Starting with the row that contains "Task: locate the sunglasses" and going on through the last row, write those rows out again, swapping "sunglasses" for "cap" and leaving everything else the same.

======

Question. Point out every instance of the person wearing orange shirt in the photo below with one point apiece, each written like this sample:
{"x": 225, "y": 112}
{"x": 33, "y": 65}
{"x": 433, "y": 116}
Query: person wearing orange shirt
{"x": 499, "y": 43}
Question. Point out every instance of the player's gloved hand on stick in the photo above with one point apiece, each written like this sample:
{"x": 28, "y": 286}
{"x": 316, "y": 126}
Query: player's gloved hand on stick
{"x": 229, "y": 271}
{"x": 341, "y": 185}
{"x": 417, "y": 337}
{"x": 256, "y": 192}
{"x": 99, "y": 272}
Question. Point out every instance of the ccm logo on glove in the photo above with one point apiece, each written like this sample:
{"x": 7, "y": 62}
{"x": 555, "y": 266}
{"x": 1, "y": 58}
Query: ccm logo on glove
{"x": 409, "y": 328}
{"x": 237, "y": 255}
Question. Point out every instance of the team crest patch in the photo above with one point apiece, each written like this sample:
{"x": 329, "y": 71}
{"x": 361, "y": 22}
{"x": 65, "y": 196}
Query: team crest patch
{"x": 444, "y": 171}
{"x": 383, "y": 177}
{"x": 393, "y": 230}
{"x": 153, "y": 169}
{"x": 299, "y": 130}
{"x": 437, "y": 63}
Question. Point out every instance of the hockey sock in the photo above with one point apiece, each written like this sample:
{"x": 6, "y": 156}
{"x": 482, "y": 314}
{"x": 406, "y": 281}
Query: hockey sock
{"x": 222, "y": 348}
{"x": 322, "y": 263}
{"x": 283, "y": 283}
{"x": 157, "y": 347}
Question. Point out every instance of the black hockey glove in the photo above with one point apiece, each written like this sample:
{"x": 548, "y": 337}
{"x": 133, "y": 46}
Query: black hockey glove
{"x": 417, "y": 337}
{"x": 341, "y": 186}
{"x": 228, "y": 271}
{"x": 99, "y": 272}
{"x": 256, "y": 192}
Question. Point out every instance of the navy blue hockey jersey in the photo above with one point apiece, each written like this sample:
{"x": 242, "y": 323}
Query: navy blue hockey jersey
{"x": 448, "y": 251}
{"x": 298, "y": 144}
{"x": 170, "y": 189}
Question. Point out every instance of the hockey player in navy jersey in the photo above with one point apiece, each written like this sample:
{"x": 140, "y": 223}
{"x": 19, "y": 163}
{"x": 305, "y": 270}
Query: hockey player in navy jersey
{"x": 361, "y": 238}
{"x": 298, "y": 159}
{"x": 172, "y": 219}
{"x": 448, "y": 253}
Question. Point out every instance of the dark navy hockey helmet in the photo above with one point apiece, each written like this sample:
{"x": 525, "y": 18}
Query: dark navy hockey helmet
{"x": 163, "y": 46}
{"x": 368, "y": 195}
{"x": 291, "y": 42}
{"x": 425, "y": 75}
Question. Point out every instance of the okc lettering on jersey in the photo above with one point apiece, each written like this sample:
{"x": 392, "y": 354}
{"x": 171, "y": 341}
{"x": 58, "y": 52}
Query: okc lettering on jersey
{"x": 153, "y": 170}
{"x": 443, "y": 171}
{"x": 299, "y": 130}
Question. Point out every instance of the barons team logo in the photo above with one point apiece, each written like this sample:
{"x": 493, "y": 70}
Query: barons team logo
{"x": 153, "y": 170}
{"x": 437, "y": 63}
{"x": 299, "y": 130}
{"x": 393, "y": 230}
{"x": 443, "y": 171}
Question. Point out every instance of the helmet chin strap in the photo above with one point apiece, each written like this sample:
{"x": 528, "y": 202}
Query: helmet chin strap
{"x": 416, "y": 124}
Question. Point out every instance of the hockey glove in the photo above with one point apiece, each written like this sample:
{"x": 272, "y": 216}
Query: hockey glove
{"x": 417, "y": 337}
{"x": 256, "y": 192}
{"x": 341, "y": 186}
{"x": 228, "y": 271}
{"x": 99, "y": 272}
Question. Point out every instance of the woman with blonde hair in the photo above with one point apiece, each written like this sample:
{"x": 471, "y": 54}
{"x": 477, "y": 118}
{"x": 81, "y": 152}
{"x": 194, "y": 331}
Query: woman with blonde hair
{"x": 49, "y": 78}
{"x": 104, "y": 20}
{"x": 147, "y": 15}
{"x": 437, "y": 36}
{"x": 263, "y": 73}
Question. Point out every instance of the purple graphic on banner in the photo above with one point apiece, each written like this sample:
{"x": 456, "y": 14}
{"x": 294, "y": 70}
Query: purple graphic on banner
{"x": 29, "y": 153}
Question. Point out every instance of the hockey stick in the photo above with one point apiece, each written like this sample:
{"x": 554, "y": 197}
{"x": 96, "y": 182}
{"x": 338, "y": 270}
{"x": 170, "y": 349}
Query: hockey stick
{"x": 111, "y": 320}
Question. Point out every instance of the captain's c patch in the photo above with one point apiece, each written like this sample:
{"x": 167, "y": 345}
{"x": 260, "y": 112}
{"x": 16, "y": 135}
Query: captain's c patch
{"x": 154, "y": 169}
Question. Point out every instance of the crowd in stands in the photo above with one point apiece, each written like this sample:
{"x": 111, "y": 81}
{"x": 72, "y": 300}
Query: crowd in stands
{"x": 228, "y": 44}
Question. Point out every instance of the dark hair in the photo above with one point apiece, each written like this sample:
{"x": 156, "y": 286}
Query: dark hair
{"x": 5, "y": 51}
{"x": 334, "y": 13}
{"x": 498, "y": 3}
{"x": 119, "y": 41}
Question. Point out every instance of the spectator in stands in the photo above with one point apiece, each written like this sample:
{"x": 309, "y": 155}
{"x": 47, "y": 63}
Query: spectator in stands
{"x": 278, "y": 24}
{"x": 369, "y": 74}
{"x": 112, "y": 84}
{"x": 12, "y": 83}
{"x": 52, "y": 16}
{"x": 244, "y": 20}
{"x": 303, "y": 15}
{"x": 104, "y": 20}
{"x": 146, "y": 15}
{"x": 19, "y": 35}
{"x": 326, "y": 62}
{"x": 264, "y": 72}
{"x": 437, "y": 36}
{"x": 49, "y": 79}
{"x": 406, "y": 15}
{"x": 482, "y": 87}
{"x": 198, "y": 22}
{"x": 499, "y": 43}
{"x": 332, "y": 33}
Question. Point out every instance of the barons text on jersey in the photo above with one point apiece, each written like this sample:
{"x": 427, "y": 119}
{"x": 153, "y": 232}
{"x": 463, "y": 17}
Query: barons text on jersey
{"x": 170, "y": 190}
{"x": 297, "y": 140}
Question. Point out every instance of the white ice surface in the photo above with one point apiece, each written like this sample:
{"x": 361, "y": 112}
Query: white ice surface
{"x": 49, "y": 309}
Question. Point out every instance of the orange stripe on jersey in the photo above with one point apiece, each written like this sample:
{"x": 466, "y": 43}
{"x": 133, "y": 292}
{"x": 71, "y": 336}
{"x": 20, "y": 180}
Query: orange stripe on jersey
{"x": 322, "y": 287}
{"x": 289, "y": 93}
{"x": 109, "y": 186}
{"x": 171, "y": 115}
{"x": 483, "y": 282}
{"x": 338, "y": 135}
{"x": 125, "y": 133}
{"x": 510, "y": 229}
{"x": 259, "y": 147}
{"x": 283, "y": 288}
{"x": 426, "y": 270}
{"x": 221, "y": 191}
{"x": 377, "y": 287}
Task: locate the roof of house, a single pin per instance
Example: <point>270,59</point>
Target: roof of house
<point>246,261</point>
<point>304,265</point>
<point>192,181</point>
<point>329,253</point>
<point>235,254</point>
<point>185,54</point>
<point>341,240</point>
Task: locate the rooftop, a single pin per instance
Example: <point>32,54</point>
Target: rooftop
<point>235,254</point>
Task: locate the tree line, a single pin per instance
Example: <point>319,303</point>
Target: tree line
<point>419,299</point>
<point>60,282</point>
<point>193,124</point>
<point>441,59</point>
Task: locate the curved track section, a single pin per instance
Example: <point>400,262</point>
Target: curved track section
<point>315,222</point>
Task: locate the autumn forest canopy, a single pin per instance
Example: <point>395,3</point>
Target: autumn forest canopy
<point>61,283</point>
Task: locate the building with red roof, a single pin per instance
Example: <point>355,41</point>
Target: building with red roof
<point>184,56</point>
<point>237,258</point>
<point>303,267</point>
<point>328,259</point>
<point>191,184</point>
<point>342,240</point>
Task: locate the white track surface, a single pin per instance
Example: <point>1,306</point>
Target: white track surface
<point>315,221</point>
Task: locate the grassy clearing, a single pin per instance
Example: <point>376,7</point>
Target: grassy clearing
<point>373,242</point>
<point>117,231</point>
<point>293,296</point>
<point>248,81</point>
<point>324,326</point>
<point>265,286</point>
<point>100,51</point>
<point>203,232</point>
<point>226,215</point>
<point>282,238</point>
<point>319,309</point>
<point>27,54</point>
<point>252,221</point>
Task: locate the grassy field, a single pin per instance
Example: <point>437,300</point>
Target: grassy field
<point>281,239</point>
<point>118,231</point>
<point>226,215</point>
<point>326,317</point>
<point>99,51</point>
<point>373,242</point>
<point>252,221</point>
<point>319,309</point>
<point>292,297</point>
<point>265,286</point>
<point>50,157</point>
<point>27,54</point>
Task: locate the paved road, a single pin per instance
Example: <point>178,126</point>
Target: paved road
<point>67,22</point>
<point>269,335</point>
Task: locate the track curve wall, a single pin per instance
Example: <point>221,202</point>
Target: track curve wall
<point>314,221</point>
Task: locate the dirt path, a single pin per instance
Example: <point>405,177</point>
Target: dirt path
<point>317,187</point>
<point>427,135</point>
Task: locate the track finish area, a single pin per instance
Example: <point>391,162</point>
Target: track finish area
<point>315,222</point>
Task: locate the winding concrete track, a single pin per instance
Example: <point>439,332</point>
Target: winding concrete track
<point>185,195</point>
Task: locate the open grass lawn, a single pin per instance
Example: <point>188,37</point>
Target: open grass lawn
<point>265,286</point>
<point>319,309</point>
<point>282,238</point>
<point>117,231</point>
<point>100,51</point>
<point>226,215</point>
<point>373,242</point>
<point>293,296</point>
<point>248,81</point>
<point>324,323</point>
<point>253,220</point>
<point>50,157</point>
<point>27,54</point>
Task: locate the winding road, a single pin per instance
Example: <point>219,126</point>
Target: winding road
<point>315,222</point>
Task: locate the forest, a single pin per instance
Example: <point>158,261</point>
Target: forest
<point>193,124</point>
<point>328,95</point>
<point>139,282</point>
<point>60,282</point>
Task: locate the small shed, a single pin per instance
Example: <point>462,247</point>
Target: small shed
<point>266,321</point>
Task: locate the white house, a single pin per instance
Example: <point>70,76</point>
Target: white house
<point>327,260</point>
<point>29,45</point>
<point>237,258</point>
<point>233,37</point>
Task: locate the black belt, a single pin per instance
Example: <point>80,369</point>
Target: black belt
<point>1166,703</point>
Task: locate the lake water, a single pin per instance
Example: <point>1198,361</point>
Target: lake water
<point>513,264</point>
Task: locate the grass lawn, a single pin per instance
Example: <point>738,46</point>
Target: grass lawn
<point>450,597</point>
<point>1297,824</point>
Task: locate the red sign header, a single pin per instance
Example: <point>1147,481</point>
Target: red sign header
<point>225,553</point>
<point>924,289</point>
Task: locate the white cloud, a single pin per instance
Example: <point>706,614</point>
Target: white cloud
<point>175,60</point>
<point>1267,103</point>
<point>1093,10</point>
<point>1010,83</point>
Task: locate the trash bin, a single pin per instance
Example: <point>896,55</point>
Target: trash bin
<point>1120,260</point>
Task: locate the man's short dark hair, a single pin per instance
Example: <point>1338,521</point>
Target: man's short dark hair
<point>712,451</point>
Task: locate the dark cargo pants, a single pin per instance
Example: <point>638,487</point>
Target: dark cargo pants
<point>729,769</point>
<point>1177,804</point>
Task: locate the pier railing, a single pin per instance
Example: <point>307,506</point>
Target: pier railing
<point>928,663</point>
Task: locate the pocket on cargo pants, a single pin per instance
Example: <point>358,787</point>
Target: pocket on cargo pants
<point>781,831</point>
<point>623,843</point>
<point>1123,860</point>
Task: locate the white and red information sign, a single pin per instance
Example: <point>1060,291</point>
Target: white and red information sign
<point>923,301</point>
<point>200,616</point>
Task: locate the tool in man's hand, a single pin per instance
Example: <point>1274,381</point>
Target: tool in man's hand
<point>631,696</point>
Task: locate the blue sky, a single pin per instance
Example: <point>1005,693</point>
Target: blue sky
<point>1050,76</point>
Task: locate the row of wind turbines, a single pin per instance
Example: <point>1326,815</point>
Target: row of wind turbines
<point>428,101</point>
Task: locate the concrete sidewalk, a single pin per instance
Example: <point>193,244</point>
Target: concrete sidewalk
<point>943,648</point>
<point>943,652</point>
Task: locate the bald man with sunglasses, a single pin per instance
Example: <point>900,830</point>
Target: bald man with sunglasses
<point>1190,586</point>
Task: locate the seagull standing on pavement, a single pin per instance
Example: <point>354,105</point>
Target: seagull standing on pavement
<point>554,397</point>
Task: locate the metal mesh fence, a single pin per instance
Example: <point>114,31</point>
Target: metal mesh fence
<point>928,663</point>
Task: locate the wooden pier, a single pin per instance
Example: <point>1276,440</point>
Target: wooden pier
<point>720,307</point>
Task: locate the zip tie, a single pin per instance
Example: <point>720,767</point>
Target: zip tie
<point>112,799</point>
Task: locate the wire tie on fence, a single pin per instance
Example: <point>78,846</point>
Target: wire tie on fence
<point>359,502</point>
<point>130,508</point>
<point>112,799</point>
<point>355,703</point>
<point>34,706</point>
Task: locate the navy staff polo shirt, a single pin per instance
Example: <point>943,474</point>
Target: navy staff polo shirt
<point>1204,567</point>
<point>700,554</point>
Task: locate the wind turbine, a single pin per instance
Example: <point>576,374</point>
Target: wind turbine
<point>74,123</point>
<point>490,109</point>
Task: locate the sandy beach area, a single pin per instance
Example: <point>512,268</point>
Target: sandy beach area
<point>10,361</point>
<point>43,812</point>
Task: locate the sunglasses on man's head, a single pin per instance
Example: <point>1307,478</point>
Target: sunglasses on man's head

======

In response:
Task: locate the cap on man's head, a single pin per instance
Example: <point>1307,478</point>
Target: cap on man's head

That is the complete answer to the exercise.